EXERCISE DETAILS: Reproduce word for word the part of the article on first-time buyers' mortgage costs between "First time buyers are paying £2,400 more annually" and "cent in October.", inclusive.

First time buyers are paying £2,400 more annually for a mortgage compared to a year ago
First time buyers are paying £2,400 more a year on mortgages compared to a year ago thanks to higher interest rates, says Rightmove
- The average rate for a five-year fixed mortgage deal is now 4.44%
- First-time buyer demand is still strong, however – up 11% from 2019
- Average asking price for a first-time buyer type property is now £224,963
First-time buyers are paying £200 more a month for their mortgage on average than this time last year, data from Rightmove shows.
Mortgage costs for a new homeowner with a 15 per cent deposit mortgage are now £1,056 per month, compared with £865 a year ago.
The average rate for a five-year fixed, 15 per cent deposit mortgage is now 4.44 per cent, down from an average of 5.89 per cent in October.
First-time buyers face higher mortgage costs compared to a year ago after the price of borrowing soared
However, it is up significantly from a year ago when it was 2.76 per cent.
First time buyers face a double financial hit, as house prices have remained high despite the rise in mortgage rates. The average asking price for a first-time buyer type property is now at a new record level of £224,963.

[Natural-language object grounding material]
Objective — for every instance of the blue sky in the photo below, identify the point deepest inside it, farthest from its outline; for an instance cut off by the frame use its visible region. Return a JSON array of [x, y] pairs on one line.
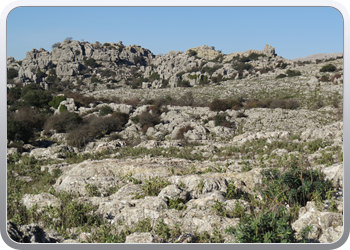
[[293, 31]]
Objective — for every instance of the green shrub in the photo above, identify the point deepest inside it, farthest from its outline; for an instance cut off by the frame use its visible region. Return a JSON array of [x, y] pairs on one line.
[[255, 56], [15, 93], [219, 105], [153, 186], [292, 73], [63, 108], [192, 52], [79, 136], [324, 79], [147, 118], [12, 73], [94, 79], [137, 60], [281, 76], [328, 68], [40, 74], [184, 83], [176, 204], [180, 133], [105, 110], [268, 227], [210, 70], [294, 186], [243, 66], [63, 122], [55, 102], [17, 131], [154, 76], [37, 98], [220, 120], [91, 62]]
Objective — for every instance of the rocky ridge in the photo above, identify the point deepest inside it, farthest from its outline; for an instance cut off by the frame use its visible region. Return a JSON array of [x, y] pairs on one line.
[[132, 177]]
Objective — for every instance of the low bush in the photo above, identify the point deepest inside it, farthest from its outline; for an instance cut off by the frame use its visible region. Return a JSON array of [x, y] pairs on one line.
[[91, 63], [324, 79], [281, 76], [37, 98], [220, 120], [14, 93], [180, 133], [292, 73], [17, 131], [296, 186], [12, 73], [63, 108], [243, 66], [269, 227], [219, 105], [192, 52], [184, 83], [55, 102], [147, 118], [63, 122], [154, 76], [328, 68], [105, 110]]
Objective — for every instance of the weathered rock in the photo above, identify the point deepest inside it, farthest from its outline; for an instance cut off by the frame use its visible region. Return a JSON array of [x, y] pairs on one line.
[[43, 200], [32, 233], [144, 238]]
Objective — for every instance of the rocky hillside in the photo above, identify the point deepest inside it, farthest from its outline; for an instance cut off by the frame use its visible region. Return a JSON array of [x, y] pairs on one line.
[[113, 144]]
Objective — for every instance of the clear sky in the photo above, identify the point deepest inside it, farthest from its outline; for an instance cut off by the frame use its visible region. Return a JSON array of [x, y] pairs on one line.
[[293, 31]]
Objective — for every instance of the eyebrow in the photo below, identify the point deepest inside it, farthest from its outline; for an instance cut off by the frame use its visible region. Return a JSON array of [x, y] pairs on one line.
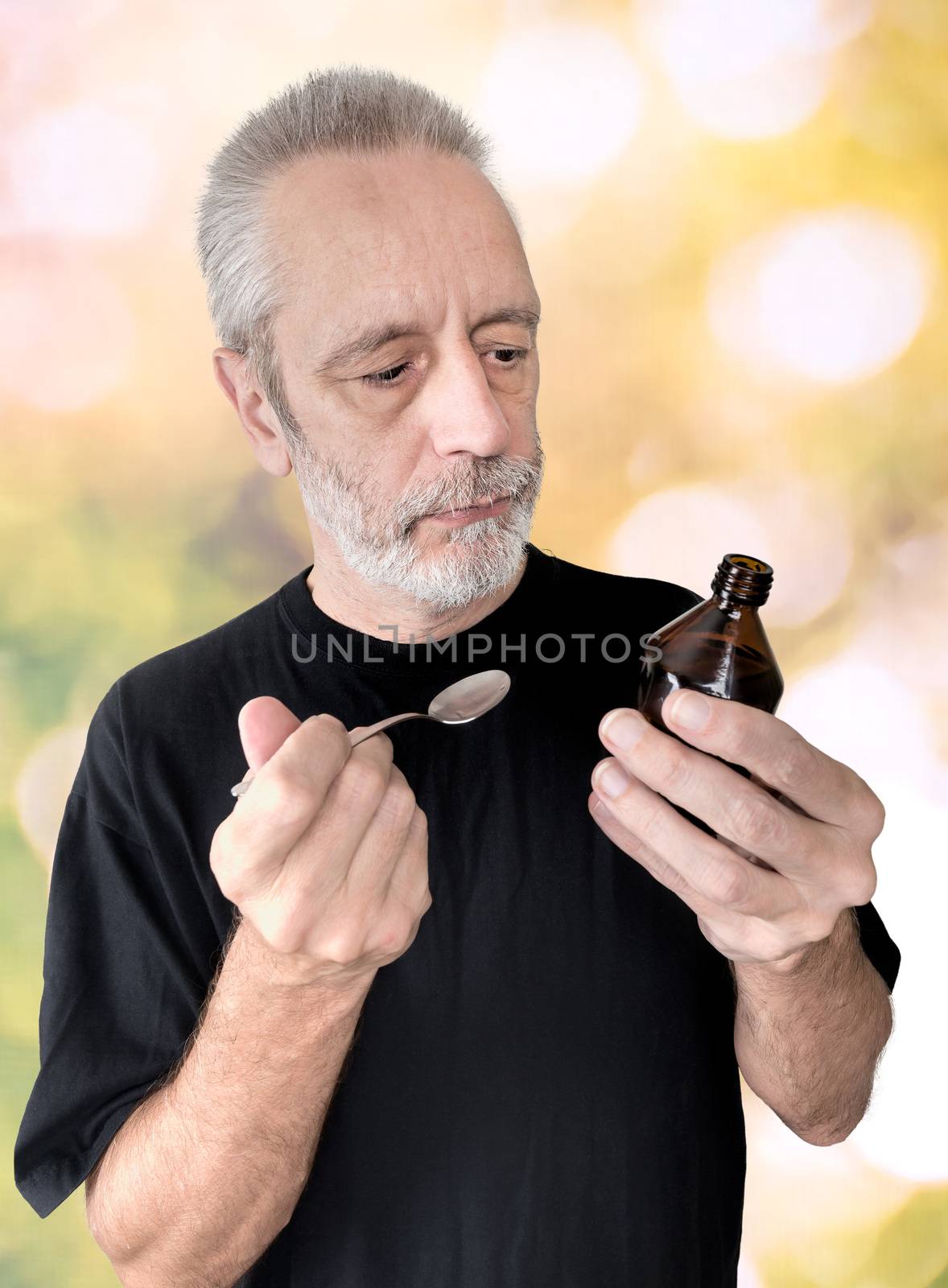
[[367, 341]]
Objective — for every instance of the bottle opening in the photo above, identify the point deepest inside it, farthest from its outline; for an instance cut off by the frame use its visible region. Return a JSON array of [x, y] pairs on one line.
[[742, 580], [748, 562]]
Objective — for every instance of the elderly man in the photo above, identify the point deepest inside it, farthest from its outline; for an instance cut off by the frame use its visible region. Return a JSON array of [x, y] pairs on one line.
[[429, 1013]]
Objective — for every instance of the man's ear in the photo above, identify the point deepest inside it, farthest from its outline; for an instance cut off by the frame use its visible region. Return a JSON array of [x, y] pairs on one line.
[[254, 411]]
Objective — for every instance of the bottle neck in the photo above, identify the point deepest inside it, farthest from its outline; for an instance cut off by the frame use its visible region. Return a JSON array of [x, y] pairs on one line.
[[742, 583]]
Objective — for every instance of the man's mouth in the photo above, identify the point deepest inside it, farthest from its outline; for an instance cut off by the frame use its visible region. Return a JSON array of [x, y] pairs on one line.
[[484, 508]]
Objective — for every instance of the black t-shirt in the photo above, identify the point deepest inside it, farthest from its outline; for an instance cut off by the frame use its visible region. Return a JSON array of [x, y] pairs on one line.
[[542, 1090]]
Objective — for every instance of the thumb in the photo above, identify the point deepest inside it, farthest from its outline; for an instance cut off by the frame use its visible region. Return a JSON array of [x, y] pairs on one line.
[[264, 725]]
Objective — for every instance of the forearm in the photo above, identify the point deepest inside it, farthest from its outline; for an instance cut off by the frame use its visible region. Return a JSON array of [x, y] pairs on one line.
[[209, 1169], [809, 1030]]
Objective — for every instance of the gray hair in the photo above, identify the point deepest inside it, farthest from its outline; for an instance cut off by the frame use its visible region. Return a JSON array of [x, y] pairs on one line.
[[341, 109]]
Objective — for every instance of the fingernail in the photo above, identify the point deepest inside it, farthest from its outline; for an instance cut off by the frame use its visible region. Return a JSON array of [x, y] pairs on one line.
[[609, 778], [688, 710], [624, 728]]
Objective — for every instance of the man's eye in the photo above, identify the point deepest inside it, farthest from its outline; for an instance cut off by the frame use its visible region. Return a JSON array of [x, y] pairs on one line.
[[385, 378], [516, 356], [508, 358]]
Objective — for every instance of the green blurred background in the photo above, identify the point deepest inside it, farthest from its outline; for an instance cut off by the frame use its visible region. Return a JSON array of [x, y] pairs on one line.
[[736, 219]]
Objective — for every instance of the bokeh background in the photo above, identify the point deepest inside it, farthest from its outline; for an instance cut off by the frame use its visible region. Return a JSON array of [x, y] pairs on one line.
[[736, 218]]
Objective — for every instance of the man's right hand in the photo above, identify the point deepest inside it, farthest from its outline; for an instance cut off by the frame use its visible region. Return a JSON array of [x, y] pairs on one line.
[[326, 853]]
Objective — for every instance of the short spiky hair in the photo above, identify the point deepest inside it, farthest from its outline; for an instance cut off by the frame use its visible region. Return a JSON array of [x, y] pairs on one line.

ANSWER:
First time buyers are paying £2,400 more annually for a mortgage compared to a year ago
First time buyers are paying £2,400 more a year on mortgages compared to a year ago thanks to higher interest rates, says Rightmove
- The average rate for a five-year fixed mortgage deal is now 4.44%
- First-time buyer demand is still strong, however – up 11% from 2019
- Average asking price for a first-time buyer type property is now £224,963
First-time buyers are paying £200 more a month for their mortgage on average than this time last year, data from Rightmove shows.
Mortgage costs for a new homeowner with a 15 per cent deposit mortgage are now £1,056 per month, compared with £865 a year ago.
The average rate for a five-year fixed, 15 per cent deposit mortgage is now 4.44 per cent, down from an average of 5.89 per cent in October.